* **Page extract**
Bigger issue is backwards compatibility to Jaguar and AMD not providing ARM cores.
 
K12 is dead. I don't see an Arm core fast enough to allow full BC being available in the next couple of years. And in terms of pure grunt, I'm not aware of any ARM offerings that can match the highly scalable 8 core, 16 thread Zen setup AMD would likely be able to offer console vendors in the 2019/2020 period.

The last official word about K12 from Lisa Su is that they were 'always looking at ARM', but there was no current ARM R&D, and that K12 would be available to semi-custom customers if they wanted it. Sorry, I can't find a link for the quote to the last part.

Since K12 development was 'highly leveraged' by Zen x86 development that it's not currently in development I find less of an issue.

Hypothetical scenario, but what if Microsoft wanted K12 for ARM servers and leveraged that R&D with console? I posted a link earlier about Microsoft server and XBOX silicon R&D capability being joint and how Microsoft was planning to lead with silicon innovation.

As far as other ARM big cores... ARM itself is going to have something big and next-generation for 7nm that its R&D team in Austin has been working on for years... and with expanded Softbank budget now. Computex in May is one to mark the calendar for that.

* **Stored rows**
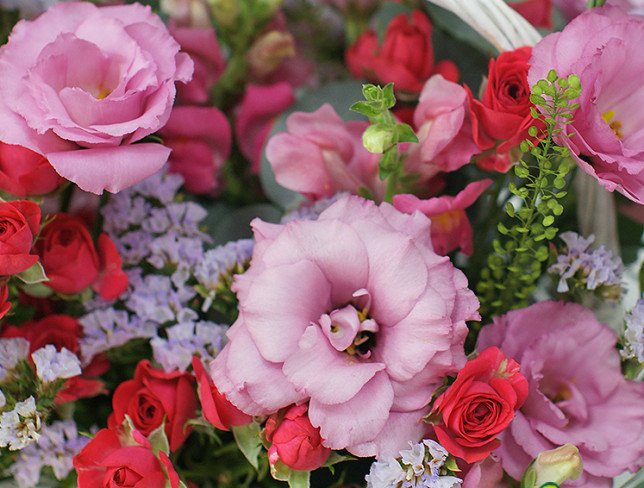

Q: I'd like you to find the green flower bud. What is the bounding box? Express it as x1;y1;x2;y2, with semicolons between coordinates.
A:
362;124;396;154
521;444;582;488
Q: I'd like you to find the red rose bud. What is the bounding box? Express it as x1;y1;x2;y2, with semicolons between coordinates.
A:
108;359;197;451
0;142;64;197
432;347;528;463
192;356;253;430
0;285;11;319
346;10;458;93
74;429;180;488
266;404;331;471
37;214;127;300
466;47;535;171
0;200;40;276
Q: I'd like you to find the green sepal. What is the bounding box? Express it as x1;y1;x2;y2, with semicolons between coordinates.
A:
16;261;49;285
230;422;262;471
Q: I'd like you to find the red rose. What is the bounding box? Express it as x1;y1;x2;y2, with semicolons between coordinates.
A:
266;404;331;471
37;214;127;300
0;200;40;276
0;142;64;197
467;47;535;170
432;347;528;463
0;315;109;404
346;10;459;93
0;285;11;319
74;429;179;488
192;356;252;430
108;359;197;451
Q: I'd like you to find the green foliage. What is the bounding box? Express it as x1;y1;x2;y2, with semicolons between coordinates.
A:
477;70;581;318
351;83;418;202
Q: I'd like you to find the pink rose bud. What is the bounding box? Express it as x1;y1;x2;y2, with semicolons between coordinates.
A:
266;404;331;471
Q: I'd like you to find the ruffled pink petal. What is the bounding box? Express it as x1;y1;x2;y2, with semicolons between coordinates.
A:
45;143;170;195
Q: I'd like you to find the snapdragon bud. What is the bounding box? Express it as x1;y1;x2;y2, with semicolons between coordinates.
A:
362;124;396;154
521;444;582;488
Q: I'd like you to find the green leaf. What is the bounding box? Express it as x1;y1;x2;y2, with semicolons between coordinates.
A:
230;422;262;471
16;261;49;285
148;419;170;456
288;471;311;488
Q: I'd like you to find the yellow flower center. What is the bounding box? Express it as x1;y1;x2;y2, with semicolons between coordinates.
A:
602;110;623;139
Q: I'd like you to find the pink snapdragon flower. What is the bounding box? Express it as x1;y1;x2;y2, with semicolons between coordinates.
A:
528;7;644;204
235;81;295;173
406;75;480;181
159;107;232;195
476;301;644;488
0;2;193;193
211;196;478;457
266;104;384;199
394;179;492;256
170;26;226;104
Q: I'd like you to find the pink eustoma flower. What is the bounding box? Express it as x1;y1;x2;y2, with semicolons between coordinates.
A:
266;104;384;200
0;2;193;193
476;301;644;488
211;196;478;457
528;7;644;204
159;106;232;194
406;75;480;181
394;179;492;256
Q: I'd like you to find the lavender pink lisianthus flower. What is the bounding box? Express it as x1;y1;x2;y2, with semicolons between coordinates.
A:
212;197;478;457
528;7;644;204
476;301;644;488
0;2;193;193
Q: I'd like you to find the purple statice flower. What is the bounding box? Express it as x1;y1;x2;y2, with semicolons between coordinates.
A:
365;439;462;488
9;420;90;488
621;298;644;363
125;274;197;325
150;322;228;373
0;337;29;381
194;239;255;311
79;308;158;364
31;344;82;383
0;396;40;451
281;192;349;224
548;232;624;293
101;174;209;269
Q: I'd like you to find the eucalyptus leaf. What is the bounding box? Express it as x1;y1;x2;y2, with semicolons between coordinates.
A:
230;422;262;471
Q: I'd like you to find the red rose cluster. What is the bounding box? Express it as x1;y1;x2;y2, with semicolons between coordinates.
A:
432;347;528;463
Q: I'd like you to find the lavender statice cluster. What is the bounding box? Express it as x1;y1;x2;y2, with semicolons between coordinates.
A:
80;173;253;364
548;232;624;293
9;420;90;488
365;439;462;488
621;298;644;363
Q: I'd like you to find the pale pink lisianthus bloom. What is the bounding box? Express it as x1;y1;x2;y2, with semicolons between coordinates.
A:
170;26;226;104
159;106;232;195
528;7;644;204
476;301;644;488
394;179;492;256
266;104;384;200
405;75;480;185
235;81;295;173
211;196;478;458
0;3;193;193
==
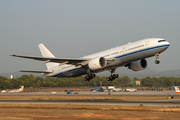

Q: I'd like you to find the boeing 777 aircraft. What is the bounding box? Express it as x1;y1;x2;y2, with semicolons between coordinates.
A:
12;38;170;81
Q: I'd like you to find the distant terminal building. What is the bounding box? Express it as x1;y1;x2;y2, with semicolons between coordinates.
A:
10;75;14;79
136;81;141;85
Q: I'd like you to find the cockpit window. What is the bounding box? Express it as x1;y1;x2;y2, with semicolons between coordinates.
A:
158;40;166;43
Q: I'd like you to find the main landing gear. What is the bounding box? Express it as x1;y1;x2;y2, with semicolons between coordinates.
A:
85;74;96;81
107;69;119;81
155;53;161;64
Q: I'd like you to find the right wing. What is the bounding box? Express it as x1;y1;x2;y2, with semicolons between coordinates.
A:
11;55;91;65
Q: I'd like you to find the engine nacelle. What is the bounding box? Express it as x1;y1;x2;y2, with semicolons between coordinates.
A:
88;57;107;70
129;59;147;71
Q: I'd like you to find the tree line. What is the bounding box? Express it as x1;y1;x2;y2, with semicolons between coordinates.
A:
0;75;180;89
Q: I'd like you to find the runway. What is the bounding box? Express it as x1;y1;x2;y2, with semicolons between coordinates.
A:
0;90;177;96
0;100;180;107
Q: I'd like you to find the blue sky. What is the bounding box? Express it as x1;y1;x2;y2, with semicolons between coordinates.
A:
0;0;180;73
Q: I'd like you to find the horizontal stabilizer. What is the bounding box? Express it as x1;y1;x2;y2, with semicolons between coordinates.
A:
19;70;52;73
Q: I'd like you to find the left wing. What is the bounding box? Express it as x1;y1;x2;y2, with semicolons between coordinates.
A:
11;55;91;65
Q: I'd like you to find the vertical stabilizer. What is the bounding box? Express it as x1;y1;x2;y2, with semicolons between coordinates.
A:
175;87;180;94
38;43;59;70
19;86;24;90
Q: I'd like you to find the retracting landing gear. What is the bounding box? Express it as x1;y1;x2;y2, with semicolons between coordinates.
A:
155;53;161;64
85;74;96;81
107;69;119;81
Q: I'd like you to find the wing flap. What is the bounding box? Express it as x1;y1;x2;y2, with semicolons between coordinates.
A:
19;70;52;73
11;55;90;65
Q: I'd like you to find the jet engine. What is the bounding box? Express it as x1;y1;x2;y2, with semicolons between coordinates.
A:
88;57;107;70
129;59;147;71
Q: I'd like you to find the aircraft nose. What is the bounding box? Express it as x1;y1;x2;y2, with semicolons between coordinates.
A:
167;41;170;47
* * *
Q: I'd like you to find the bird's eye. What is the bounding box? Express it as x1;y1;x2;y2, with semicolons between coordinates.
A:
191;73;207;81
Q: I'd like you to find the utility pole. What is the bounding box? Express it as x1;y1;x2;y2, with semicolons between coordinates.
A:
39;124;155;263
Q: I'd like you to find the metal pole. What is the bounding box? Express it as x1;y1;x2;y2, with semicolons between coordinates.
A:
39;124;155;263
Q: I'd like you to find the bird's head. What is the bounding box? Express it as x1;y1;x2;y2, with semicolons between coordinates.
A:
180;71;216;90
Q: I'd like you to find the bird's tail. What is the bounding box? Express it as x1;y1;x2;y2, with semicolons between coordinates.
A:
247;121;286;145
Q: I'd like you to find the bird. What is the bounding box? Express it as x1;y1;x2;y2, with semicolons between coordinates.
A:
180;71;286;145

* **Work to complete**
**1)** In the forum post on ARM cores for consoles, which event does the writer say to mark on the calendar for ARM's next-generation big core?
**2)** Carry on the forum post on ARM cores for consoles, starting right after its last sentence.

* **Task results**
**1)** Computex in May.

**2)**
 
I meant an actual benchmark link, not just a spurious claim made off the cuff.

FWIW, transistors spent on x86/x64 ISA overhead is not 10% of a core's worth, but much less. I seem to recall claims of 1-2% or so of Intel's cell phone x86 CPUs from a number of years back, and those cores were tiny. So it would likely be much less for a modern desktop x64 core.

Well, in the video Keller mentioned 'inherent architectural efficiencies' of the ARM ISA that he thought were 'pretty cool', mentioned how that expanded performance, and that they took lessons from ARM ISA and applied them to Zen. So, in a sense, ARM is in Zen!

That's a pre-Zen 4 year old interview..
AMD dropped their ARM development years ago and Zen is pretty successful.

AMD isn't going to start working on ARM cores again just because Softbank is rich.

And Sony knows that getting devs working fast and efficiently on the new architecture is orders of magnitude more important than the whims of a japanese magnate.

According to the latest rumors, earlier devkits are already in the hands of some devs.
What do you think it's more likely to be inside those devkits? A special order SoC with an ARM K12 or a regular X370 motherboard with a Ryzen 1700 and a Vega 64?

Don't disagree with your reasoning, but by that reasoning Microsoft shouldn't be working on Windows 10 on ARM or making the major commitment to ARM servers, but yet those initiatives are taking place. So, there is another critical 'big picture' strategic dimension at play.

As far as what developers want.. I think the importance of that is overstated as when there is one these larger strategic factors defining hardware choices then the decision will just get 'pushed' onto developers. It's not like developers aren't already all over ARM with mobile?.. Switch? Potential console/mobile consolidation opportunity?.. I would think developers would be happy?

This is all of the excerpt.